Plus l’encadrement est féminin, plus l’entreprise réussit

21 février 2010
Michel Ferrary (SKEMA Business School), Rue89

Une étude montre que les entreprises ayant un taux de féminisation élevé obtiennent de meilleurs résultats que les autres. BNP Paribas, la banque qui a le mieux résisté à la crise, est aussi celle qui a l’encadrement le plus féminisé.

L’encadrement des entreprises du CAC40 est en moyenne féminisé à hauteur de 29,59 % avec un minimum de 8 % (EADS) et un maximum de 57 % (LVMH et Hermès). Cette disparité des genres dans les entreprises est généralement appréhendée sous un angle moral pour dénoncer la discrimination à l’égard des femmes, notamment dans l’accès aux postes de management.

D’autre part, les politiques en faveur d’une plus grande égalité sont perçues par les décideurs économiques comme étant des actions sociales par nature contre-productives pour l’entreprise. Cette supposition ne s’appuie sur aucun élément tangible. Au contraire.

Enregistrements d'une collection

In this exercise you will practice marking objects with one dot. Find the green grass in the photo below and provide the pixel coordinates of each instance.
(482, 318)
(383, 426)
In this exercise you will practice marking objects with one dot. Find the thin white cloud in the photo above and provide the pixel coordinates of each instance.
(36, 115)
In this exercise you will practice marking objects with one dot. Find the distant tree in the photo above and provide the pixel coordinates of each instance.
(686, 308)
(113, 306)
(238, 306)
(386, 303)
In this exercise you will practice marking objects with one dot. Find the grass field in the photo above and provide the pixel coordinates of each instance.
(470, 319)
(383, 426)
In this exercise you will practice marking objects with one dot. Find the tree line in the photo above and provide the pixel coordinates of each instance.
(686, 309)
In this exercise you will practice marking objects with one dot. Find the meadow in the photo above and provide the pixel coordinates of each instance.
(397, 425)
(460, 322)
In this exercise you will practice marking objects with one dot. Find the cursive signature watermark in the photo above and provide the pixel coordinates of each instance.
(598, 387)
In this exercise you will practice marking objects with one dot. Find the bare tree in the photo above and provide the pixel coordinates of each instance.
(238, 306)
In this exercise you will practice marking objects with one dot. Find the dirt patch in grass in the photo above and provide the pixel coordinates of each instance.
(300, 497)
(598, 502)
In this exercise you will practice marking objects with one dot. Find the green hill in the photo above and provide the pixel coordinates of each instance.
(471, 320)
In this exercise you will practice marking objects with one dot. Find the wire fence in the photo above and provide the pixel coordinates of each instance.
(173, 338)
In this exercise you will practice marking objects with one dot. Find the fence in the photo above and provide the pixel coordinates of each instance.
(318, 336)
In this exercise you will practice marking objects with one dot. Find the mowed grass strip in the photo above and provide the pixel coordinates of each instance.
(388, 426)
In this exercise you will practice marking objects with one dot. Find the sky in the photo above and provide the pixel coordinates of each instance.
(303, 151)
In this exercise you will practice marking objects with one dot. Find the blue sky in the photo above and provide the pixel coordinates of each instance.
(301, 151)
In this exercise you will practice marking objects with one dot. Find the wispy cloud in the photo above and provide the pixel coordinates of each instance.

> **CONSIGNES**
A – D'après le texte sur la féminisation de l'encadrement, quelle entreprise du CAC40 a l'encadrement le moins féminisé ?
B – Recopiez le texte sur la féminisation de l'encadrement de « Plus l’encadrement est » à « postes de management. ».
C – Poursuivez le texte sur la féminisation de l'encadrement à partir de l'endroit où il s'arrête.

> **RÉPONSES**
A – EADS, avec 8 %.

B –
Plus l’encadrement est féminin, plus l’entreprise réussit

21 février 2010
Michel Ferrary (SKEMA Business School), Rue89

Une étude montre que les entreprises ayant un taux de féminisation élevé obtiennent de meilleurs résultats que les autres. BNP Paribas, la banque qui a le mieux résisté à la crise, est aussi celle qui a l’encadrement le plus féminisé.

L’encadrement des entreprises du CAC40 est en moyenne féminisé à hauteur de 29,59 % avec un minimum de 8 % (EADS) et un maximum de 57 % (LVMH et Hermès). Cette disparité des genres dans les entreprises est généralement appréhendée sous un angle moral pour dénoncer la discrimination à l’égard des femmes, notamment dans l’accès aux postes de management.

C –
Ue étude réalisée sur les entreprises du CAC40 sur la période 2002-2006 montre que les entreprises ayant un taux de féminisation de leur encadrement supérieur à 35 % ont des performances supérieures aux autres en matière de croissance, de rentabilité, de productivité du travail et de création d’emplois.

Le seuil de 35 % est déterminant

Le seuil de 35 % est important car il a été identifié par des sociologues comme étant le seuil minimum pour qu’une minorité au sein d’une organisation influence le fonctionnement de celle-ci.

Sur la période 2002-2006, les 14 entreprises du CAC40 qui ont plus de 35 % de femmes dans leur encadrement, ont connu en moyenne une croissance de 23,54 % de leur chiffre d’affaires. Les 28 entreprises qui ont moins de 35 % de femmes dans leur encadrement ont connu une hausse de leur chiffre d’affaires limitée à 14,61 %. La différence de performance entre les deux groupes est de 61,12 %.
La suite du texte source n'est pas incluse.